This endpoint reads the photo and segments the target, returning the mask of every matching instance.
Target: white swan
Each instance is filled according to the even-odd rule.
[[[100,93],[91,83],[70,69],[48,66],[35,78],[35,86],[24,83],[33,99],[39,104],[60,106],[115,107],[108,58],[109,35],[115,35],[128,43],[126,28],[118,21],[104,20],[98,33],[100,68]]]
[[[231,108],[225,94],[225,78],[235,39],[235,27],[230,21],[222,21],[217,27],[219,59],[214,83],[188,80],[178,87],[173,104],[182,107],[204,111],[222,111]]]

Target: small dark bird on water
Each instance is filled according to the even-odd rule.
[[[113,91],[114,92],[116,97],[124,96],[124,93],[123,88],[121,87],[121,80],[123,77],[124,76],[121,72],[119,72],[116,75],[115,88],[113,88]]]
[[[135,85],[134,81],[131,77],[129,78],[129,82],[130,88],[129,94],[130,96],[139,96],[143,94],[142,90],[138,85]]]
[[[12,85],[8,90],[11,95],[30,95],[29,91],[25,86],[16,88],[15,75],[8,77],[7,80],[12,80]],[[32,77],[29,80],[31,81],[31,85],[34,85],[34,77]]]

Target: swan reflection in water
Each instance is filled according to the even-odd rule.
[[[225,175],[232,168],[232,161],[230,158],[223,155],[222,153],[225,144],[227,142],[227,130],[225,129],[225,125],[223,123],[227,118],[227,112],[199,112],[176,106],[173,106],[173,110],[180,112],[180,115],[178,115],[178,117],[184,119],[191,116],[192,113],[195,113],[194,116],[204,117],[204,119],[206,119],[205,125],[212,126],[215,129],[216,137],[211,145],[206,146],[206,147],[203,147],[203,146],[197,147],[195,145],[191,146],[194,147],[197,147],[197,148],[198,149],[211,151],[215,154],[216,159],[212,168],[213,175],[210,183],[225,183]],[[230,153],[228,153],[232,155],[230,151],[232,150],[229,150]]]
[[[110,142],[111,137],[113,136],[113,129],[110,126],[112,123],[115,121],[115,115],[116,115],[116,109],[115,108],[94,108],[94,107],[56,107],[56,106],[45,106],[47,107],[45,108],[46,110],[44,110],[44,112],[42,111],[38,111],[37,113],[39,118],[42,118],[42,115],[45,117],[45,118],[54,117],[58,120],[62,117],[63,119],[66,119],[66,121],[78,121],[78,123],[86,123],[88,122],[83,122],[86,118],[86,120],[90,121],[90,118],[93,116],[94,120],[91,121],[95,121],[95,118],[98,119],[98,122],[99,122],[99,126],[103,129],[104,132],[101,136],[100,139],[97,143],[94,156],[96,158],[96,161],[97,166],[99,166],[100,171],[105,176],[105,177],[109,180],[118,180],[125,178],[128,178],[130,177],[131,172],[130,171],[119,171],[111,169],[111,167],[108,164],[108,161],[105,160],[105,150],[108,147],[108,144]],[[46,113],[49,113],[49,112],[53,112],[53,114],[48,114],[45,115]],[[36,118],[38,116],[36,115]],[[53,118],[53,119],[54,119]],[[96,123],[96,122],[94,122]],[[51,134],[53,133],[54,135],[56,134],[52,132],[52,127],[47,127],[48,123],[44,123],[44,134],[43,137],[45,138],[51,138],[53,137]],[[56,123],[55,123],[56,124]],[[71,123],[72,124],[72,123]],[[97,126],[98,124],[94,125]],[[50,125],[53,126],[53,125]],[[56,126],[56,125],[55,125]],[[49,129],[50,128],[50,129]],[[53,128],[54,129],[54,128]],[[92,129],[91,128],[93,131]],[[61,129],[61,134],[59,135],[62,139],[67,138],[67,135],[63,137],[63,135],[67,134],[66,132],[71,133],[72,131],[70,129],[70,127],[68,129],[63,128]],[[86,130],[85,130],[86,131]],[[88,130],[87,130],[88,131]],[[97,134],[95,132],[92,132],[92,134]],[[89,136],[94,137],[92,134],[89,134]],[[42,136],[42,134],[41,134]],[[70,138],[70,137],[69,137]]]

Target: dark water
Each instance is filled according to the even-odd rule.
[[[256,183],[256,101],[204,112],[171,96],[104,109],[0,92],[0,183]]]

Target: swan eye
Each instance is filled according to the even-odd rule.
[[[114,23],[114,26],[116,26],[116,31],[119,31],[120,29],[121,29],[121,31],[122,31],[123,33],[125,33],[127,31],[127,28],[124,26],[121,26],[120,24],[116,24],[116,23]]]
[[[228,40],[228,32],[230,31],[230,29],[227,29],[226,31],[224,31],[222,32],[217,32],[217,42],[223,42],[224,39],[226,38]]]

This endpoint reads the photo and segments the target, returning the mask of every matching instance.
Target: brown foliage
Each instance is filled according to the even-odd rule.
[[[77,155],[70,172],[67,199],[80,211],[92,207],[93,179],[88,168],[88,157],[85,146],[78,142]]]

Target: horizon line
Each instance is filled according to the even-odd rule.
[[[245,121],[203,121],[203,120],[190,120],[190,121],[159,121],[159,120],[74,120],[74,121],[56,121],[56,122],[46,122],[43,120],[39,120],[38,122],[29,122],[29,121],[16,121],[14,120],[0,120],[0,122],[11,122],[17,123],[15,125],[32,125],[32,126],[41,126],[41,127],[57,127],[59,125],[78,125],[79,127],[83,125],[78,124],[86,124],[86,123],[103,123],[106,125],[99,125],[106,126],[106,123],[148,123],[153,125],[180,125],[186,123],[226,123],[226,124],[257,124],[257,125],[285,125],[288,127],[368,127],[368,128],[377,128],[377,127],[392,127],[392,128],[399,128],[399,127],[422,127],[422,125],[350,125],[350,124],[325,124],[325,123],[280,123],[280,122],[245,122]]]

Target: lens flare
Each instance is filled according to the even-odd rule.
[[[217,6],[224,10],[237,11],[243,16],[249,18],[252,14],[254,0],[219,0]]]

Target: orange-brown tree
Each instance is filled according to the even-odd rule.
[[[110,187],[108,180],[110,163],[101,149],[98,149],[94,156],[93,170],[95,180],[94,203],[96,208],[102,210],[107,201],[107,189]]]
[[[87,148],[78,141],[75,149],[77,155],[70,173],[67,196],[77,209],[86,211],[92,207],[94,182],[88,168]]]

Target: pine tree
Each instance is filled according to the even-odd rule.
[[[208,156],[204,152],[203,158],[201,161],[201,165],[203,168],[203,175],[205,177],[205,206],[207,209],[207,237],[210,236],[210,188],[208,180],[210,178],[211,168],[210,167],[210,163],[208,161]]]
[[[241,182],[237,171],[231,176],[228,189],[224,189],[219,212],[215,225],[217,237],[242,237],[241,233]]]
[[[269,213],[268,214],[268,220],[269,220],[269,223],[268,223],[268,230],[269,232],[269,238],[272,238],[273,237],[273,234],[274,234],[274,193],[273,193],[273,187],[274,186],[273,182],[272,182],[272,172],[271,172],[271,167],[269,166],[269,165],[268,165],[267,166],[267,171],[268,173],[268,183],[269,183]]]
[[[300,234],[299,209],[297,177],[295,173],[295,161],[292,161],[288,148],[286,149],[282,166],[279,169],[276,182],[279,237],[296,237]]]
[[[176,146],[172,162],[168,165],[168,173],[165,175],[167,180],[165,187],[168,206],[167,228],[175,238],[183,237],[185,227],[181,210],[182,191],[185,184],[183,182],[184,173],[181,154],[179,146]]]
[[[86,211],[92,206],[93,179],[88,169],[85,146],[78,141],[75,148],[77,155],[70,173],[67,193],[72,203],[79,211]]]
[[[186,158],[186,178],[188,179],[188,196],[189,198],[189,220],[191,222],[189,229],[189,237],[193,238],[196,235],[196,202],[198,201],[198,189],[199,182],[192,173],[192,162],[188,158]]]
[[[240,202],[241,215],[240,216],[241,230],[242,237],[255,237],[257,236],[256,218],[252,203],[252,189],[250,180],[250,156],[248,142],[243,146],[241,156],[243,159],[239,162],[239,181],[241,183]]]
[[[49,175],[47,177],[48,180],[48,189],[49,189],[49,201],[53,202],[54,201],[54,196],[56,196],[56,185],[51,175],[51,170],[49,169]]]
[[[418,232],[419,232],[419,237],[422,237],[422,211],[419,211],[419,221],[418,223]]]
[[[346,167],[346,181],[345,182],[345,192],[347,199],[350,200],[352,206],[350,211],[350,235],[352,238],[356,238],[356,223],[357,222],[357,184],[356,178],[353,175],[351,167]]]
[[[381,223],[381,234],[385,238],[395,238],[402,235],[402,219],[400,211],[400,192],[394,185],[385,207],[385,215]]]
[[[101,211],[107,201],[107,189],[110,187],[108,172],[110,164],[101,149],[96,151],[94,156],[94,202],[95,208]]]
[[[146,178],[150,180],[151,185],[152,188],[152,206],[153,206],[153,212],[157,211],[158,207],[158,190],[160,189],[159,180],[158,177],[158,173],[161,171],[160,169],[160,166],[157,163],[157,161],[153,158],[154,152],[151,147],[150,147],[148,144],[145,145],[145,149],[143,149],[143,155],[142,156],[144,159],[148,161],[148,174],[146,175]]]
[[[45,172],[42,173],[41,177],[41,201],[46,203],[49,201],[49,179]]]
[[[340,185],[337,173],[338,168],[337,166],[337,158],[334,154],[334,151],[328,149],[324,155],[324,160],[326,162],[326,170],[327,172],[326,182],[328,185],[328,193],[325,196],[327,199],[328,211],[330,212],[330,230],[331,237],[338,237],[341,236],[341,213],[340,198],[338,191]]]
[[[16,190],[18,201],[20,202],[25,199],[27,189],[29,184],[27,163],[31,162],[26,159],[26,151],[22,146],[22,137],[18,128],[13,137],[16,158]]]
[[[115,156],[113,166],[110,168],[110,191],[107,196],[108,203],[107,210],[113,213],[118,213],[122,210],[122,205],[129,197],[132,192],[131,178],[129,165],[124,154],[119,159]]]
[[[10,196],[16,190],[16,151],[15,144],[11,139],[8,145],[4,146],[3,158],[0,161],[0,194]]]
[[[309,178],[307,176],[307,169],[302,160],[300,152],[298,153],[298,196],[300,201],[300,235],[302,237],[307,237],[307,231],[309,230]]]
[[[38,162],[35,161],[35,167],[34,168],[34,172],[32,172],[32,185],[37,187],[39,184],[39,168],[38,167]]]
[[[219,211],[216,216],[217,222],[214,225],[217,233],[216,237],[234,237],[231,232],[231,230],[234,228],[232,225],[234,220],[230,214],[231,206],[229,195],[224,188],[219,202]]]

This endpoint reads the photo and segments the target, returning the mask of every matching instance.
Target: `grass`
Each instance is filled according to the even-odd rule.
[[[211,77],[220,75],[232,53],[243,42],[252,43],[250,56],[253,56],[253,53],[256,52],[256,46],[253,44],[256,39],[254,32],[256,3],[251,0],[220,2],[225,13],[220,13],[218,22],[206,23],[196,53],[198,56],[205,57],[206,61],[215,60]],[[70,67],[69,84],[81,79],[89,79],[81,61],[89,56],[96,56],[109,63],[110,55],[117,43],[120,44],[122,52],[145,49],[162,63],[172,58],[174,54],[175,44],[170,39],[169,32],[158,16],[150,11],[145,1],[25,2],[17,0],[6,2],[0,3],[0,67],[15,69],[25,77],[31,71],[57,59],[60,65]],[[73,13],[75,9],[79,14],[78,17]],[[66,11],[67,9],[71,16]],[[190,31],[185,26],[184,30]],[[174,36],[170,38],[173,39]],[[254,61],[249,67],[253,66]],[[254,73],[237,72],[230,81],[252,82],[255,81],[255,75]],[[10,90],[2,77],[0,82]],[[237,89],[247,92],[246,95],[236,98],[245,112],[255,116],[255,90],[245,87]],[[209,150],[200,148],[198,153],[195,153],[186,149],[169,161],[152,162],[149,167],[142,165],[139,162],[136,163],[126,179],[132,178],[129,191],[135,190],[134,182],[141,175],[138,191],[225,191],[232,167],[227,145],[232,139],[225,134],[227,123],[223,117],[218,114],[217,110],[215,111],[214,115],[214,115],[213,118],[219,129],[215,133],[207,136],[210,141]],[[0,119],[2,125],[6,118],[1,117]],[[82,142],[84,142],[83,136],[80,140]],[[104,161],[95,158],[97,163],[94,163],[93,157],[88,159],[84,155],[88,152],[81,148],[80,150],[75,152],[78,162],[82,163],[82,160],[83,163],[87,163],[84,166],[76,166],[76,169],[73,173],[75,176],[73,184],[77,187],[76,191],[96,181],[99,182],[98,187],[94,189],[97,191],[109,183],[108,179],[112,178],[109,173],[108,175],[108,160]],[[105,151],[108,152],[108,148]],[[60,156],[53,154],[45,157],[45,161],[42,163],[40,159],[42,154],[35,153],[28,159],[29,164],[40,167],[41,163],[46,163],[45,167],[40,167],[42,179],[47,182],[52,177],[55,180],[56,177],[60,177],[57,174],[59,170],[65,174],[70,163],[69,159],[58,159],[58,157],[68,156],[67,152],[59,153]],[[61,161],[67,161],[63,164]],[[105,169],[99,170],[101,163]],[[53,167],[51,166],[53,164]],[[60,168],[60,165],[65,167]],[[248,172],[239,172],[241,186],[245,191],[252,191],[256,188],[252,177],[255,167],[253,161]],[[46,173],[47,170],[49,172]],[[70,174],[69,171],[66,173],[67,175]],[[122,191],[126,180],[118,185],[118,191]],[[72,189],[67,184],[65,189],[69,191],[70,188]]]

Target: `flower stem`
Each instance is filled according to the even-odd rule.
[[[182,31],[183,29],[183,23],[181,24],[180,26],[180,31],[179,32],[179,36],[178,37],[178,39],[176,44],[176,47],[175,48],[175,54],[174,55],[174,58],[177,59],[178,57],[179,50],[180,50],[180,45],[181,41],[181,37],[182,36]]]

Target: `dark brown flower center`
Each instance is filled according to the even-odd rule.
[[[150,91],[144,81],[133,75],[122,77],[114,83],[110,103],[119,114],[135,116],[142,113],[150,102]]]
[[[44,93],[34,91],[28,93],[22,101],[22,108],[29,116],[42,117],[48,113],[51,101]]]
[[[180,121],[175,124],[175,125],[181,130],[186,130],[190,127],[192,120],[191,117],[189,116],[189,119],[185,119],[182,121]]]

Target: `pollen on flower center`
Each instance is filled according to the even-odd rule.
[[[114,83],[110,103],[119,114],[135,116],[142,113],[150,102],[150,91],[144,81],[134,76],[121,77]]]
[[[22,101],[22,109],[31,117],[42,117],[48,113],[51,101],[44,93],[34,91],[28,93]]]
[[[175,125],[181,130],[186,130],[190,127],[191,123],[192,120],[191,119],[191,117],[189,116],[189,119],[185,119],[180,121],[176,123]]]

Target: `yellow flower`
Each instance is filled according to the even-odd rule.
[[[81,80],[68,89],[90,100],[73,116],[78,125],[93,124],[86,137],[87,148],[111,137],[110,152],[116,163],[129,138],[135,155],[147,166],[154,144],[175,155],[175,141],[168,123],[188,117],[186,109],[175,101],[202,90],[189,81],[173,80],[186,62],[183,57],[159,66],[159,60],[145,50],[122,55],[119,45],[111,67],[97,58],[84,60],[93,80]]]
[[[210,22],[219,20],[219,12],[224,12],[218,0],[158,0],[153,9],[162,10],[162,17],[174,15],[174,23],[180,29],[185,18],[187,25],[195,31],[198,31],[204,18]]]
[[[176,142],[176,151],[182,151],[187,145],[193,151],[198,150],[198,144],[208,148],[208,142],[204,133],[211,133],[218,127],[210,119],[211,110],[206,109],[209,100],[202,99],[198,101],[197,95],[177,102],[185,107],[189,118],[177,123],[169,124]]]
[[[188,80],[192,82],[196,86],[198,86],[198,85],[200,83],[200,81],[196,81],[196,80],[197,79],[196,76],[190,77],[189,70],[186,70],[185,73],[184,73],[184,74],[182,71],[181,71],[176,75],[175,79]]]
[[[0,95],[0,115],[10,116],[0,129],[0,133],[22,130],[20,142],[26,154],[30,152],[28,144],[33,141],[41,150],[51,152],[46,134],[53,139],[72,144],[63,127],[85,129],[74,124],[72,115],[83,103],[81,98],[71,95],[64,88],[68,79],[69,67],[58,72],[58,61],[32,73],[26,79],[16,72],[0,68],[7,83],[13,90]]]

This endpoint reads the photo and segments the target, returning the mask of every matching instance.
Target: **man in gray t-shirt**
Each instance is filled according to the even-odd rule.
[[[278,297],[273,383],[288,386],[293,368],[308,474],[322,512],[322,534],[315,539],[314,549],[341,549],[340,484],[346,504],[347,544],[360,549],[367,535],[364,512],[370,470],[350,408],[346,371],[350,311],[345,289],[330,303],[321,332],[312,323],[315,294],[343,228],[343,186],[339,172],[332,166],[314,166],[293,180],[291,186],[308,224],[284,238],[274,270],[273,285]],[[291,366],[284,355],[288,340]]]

**PROBLEM TO SOLVE:** How many lines in the rows above contain the string "dark"? Case matters, and the reply should be the number alone.

**CORRECT OUTPUT:** 3